◆ Provided material:
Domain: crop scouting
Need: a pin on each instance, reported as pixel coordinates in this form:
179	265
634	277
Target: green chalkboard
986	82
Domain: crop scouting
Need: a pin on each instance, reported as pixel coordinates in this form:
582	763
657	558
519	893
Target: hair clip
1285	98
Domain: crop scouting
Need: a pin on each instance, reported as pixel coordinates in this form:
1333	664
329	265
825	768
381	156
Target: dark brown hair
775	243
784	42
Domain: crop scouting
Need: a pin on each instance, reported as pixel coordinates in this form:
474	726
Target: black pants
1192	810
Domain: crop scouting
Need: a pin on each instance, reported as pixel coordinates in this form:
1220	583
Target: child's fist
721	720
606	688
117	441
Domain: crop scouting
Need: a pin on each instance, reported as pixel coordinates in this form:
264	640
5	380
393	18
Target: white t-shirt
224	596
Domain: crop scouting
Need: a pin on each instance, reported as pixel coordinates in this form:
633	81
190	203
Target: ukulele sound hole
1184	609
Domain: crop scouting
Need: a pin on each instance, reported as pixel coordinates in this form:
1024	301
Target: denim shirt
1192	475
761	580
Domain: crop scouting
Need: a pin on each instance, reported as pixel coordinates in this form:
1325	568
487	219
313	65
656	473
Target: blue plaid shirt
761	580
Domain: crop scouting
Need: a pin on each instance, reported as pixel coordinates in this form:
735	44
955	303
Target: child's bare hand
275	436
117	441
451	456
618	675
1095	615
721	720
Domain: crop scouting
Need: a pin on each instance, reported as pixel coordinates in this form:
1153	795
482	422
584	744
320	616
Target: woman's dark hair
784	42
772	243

◆ About this task:
Reproduce the entire listing so that it matches the original in every line.

◆ Response area:
Domain: crop scouting
Need: a pin on each instance, reported as pixel coordinates in this form:
179	265
634	277
Target: green chalkboard
986	82
Domain: crop scouting
Need: a pin on each instance, reported as pixel coordinates in this form:
582	763
657	558
519	893
Target: hair clip
1285	98
Domain: crop scouting
Need: a pin on each instance, reported as pixel coordinates in this form:
1333	664
329	265
825	768
381	156
Target: dark brown hair
775	243
784	42
Domain: crop scouting
Need: a pin on each instance, reported as pixel coordinates in this form:
474	726
Target: black pants
1192	810
Domain: crop scouting
Need: a pin on each instance, reported as pixel coordinates in this form:
1220	583
Target: child's fist
721	720
606	688
117	441
Domain: crop scouting
Need: a pin on each instance, reported as pixel coordinates in this form:
264	640
5	380
393	18
Target: white t-shirt
224	596
Domain: crop scouting
Need: a pin on each instance, reported as pixel coordinates in this form:
633	81
190	203
Target: ukulele sound hole
1184	609
Domain: crop scouting
Need: a pin on each instance, reported as pixel coordinates in this form:
1024	301
Target: denim shirt
1192	475
761	580
Domain: crop scouting
Need: a pin on each instance, reported as pixel coordinates in this form:
1325	568
487	219
313	65
656	473
Target: blue plaid shirt
761	580
Domain: crop scouting
Need: a pin on each instance, reported as pixel coordinates in this form:
735	44
955	303
Target: child's bare hand
275	436
117	441
451	456
618	675
1095	615
721	720
Domain: crop scouting
Need: a pin on each instance, reported as pixel coordinates in this form:
1153	795
482	422
584	744
320	616
Target: woman's dark hair
784	42
772	243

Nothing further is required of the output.